==== DATA SECTION ====

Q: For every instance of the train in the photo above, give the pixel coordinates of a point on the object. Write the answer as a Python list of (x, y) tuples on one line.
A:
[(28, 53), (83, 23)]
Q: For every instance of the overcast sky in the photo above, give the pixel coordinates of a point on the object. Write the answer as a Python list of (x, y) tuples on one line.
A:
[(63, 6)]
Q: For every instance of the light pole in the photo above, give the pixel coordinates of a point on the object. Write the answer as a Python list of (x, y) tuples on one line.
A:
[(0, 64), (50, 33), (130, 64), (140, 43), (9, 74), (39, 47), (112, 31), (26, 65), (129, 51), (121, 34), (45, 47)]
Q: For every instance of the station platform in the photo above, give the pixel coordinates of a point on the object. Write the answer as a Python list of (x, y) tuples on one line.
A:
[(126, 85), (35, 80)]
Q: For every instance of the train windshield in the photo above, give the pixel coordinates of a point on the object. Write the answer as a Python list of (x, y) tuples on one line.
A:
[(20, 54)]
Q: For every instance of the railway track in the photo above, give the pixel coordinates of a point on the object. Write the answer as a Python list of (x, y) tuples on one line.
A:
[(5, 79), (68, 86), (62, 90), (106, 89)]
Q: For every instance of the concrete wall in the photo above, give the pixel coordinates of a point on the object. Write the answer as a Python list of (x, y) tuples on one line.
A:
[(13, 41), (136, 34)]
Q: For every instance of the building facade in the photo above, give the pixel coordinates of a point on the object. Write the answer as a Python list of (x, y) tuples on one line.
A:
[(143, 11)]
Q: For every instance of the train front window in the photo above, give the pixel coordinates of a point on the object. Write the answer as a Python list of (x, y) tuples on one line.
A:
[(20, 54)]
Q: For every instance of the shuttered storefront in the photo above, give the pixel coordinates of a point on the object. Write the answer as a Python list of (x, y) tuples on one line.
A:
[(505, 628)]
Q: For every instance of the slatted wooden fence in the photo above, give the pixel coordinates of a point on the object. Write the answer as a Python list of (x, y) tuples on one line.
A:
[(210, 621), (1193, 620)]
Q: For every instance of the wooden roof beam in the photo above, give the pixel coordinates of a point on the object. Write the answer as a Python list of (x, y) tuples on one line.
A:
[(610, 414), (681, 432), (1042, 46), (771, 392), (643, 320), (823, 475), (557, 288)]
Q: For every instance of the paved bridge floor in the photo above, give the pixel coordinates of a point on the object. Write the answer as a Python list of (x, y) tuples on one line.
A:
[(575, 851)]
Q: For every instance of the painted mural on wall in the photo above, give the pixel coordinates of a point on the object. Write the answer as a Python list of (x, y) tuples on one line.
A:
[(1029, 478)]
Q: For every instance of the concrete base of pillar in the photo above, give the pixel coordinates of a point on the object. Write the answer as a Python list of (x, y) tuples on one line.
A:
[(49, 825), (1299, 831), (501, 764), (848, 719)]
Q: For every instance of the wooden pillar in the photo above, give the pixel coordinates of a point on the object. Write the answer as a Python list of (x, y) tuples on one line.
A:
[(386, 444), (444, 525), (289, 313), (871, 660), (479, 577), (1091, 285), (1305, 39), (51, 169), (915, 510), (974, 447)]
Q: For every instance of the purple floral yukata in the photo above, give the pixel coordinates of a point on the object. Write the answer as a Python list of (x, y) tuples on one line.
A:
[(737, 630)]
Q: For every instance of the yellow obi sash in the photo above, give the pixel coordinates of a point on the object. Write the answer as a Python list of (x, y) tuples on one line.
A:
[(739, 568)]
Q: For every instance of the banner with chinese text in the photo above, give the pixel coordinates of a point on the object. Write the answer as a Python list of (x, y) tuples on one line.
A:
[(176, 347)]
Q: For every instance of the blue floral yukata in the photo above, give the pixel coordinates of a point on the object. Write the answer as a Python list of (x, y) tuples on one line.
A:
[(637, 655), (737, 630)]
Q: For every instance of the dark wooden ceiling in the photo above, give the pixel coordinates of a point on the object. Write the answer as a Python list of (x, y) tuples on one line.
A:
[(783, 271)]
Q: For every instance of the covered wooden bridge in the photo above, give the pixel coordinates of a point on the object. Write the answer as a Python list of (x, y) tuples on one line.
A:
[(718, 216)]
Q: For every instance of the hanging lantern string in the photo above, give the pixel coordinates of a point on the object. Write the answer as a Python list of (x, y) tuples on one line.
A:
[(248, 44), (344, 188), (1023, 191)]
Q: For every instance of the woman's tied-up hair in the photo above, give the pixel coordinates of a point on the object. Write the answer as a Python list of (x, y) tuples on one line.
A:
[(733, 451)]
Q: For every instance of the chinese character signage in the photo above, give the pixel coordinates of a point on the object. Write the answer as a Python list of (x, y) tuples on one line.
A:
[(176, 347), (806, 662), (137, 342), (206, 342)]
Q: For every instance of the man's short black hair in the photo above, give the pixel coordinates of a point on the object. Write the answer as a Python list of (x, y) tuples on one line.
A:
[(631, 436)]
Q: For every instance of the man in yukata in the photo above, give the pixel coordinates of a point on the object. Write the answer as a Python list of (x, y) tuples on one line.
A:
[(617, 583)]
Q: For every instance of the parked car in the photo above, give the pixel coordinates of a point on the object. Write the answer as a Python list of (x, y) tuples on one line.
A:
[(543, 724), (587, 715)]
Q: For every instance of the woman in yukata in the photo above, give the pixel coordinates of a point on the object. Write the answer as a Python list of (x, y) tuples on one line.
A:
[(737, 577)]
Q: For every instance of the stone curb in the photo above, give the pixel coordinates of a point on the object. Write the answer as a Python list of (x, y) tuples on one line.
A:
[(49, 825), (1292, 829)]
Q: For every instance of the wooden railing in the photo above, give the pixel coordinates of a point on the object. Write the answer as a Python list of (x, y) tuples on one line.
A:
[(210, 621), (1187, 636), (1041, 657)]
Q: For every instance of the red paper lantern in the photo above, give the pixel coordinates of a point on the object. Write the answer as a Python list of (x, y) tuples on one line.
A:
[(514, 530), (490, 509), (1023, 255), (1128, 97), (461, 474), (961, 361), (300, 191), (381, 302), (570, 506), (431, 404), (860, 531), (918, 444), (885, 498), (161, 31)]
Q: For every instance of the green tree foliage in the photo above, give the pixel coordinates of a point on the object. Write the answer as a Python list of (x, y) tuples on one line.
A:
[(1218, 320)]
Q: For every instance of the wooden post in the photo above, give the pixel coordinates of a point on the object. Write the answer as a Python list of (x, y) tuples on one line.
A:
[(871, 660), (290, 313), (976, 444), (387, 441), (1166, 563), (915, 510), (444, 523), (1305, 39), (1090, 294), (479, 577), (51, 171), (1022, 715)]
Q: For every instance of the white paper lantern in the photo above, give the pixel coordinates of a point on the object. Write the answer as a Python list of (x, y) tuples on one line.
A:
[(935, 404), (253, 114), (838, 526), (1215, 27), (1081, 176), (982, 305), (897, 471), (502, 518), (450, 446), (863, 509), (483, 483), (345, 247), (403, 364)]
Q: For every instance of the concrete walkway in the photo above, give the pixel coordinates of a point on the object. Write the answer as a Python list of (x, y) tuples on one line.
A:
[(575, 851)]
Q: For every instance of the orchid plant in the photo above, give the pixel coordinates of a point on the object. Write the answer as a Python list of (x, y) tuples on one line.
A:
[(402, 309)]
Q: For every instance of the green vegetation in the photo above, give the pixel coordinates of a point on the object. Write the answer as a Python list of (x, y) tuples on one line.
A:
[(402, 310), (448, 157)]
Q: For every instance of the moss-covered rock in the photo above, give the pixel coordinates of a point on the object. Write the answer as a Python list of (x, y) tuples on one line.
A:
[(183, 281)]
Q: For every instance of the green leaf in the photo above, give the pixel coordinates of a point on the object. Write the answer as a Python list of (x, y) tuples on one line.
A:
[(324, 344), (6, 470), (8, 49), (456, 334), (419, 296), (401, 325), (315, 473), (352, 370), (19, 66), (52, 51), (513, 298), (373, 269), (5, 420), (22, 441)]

====

• _YOUR ASSIGNMENT_:
Transcribe all of the entries without altering anything.

• _EXPECTED OUTPUT_:
Q: For every instance of the train in the photo above, give the pixel coordinates of a point on the object. Write the answer as a Python list of (x, y) tuples on one line.
A:
[(28, 53), (83, 23)]
Q: For every instance of the overcast sky in the photo above, give the pixel coordinates of a point on the object. Write the answer as a Python list of (x, y) tuples on one line.
A:
[(63, 6)]
Q: For every instance of the light pole in the photo above, give the pixel coordinates of a point on the object. Write the answer as a Python list of (x, y) tuples on one line.
A:
[(0, 64), (50, 33), (130, 64), (140, 43), (9, 74), (39, 47), (112, 31), (26, 65), (129, 51), (121, 34), (45, 47)]
Q: For every instance of the station platform in the photo above, give the pixel coordinates of a point on the object. Write the answer as a Python list of (x, y) tuples on one line.
A:
[(126, 85), (35, 80)]
Q: For every instance of the train windshield in the photo above, give the pixel coordinates of a point on the object. Write the answer as a Python list of (x, y) tuples on one line.
A:
[(20, 54)]
Q: For every instance of the railway track in the photo above, give the pixel coordinates of a point on the object. Write the answer as a Python list of (x, y) tuples on one line.
A:
[(5, 79), (68, 86), (62, 90), (106, 89)]
Q: For every instance of the concrete wall in the photo above, give the pixel coordinates of a point on the object. Write the answer as a Python list of (x, y) tuples on one line.
A:
[(13, 41), (136, 34)]
Q: For every instance of the building facade in the photo above, give the pixel coordinates of a point on the object. Write the answer as a Python list of (x, y) tuples on one line.
A:
[(143, 11)]
Q: For every instance of the train front window in the photo above, give the pixel coordinates of a point on the object. Write the answer as a Python list of (x, y) tuples on one line.
A:
[(20, 54)]
Q: For every instance of the shuttered storefront in the photo above, give the pixel coordinates of a point on the object. Write the answer as a Python list of (x, y) tuples on one line.
A:
[(505, 628)]
Q: For every instance of the slatted wooden fence in the photo above, give the pixel coordinates of a point on the object. Write the answer as a Python list of (x, y) tuples on one line.
A:
[(210, 621), (1193, 620)]
Q: For every instance of the wooden roof beam in the photo above, give the pixel coordinates of a point on the object. Write the answer as a Python list of (x, y) tuples on one line.
A:
[(610, 414), (681, 432), (1042, 46), (771, 392), (643, 320), (823, 475), (557, 288)]
Q: For every instance of the paved bridge floor in the photo above, give the pixel coordinates of a point on the object. Write the answer as a Python list of (x, y) tuples on one line.
A:
[(575, 851)]
Q: For every instance of the painted mural on wall in the photo above, give the pixel coordinates of a point on the object. Write the answer as a Python list of (x, y) tuples on one line.
A:
[(1029, 478)]
Q: For every instance of the concrete base of pillar in the photo above, give the pixel coordinates of a point on the object. Write the answer as a Python list of (x, y) tuples on one line.
A:
[(49, 825), (1299, 831), (501, 764), (848, 719)]
Q: For every instance of the wooden pillar in the photo above, give the pixel coordinates of a point on the object. Write the answer as a Python list of (x, y) tuples on one line.
A:
[(386, 444), (444, 525), (289, 313), (871, 660), (479, 577), (1091, 285), (1305, 39), (51, 169), (915, 510), (974, 447)]
Q: For every instance of the purple floral yukata in the photo above, give the pixel coordinates of a point on the object. Write the answer as a Python list of (x, y) tuples on one line.
A:
[(737, 630)]
Q: For every instance of the yellow obi sash in the photo above, give the pixel coordinates of a point on the object. Write the answer as a Python list of (x, y) tuples on one line.
A:
[(739, 568)]
Q: For every instance of the banner with chinese text in the photo above, give the pixel coordinates of a point on the object. Write the answer as a Python list of (x, y) tuples on one line.
A:
[(176, 347)]
Q: For every instance of the blue floral yukata in the photo above, give the pixel coordinates of a point on the object. Write the answer as a Python list of (x, y) tuples on one line.
A:
[(637, 655), (737, 630)]
Q: For every instance of the dark wooden ceiling in the photo above, give the pixel coordinates of a point on the object. Write the answer as a Python list of (x, y) tuples on one line.
A:
[(783, 271)]
Q: For every instance of the covered wooden bridge in the photo above, give the pixel coordinates of a point on the object. Write the answer as a Python list of (x, y) tuples on one line.
A:
[(718, 216)]
Q: For every instance of the hanging lantern string in the photo above, give the pixel coordinates of a point on the object. Write the answer as a Python list of (x, y) tuples on one line.
A:
[(248, 44), (344, 188), (1023, 191)]
Q: For every instance of the woman's tied-up hair in the photo above, give the pixel coordinates of a point on the object. Write the answer as a Python list of (x, y) tuples on one line.
A:
[(733, 451)]
Q: For every instance of the chinese character signage in the photo above, give the pixel coordinates of a point on the object. Write the answer as a Python list of (x, y) tuples on one line.
A:
[(176, 347), (806, 662), (137, 342), (206, 342)]
Q: For every instance of the man's short black hair in the photo above, give the pixel coordinates of a point on the object. Write the answer as a Python list of (x, y) tuples on one line.
A:
[(631, 436)]
Q: For every instance of the man in yukata in the photo above, give the pixel coordinates of a point on the object. Write the answer as a Python list of (x, y) tuples on one line.
A:
[(617, 583)]
Q: For every instance of the parked car in the photo above, give the pixel coordinates of a point on the object. Write the answer as a Python list of (x, y) tuples on one line.
A:
[(543, 724), (587, 715)]
Q: For every instance of the woman in yukata in the photo above, give the pixel coordinates of a point on the object. Write the answer as a Python list of (x, y) tuples on one line.
A:
[(737, 577)]
Q: For every instance of the stone curb in the photo above, give the pixel coordinates of a point on the object. Write the answer as a Python list of (x, y) tuples on one line.
A:
[(49, 825), (1292, 829)]
Q: For every instance of the wooden railing in the photo above, give the pixel coordinates of a point on the object. Write the answer as a Python list of (x, y) tuples on one line.
A:
[(210, 621), (1187, 636), (1041, 657)]
Q: For every instance of the red paper lantern in the photo above, give the pixel coordinates of a point on the object. Write the answer as a Python list of (x, y) tuples on one line.
A:
[(514, 530), (490, 509), (1023, 255), (1128, 97), (461, 474), (961, 361), (300, 191), (381, 302), (570, 506), (431, 404), (860, 531), (918, 444), (885, 498), (161, 31)]
Q: For every instance of the green tree foliage in the photo above, give the pixel coordinates of a point on the object. Write the answer as a Python list of (x, y) tuples on one line.
A:
[(1218, 320)]
Q: For every instance of the wooden post in the photo above, give the pixel coordinates of a point on the object. Write the answer as a Python list of (x, y) tuples on one line.
A:
[(871, 660), (290, 313), (976, 444), (387, 441), (1166, 563), (915, 510), (444, 523), (1305, 39), (1090, 294), (479, 577), (51, 171), (1022, 715)]
Q: For every instance of the white paper lantern in the photo above, give the pixel coordinates of a point on the object. Write the answer as a Python list of (x, y) tuples on one line.
A:
[(935, 404), (253, 114), (838, 526), (1215, 27), (1081, 176), (982, 305), (897, 471), (502, 518), (450, 446), (863, 509), (483, 483), (345, 247), (403, 364)]
Q: For every instance of the concrete walkway in the photo above, give the pixel coordinates of a point on the object. Write the answer as a Python list of (x, y) tuples on one line.
A:
[(575, 851)]
Q: For every instance of the orchid plant in the photo above, give the pixel coordinates of a point on the object. Write the answer as a Python list of (x, y) tuples on one line.
A:
[(402, 309)]
Q: For every instance of the green vegetation in the photo above, give the pixel coordinates of a point on the object. Write the answer as a Python list of (x, y) tuples on one line.
A:
[(402, 310), (448, 157)]
Q: For every instance of the moss-covered rock in the photo above, give the pixel coordinates of a point on the object. Write the answer as a Python list of (x, y) tuples on one line.
A:
[(183, 281)]
Q: For every instance of the green leaf in the photo above, give the pixel coordinates of a point on the object. Write the answer as a Python list of (x, y) tuples on one line.
A:
[(324, 344), (6, 470), (8, 49), (456, 334), (419, 296), (401, 325), (315, 473), (352, 370), (19, 66), (52, 51), (513, 298), (373, 269), (5, 420), (22, 441)]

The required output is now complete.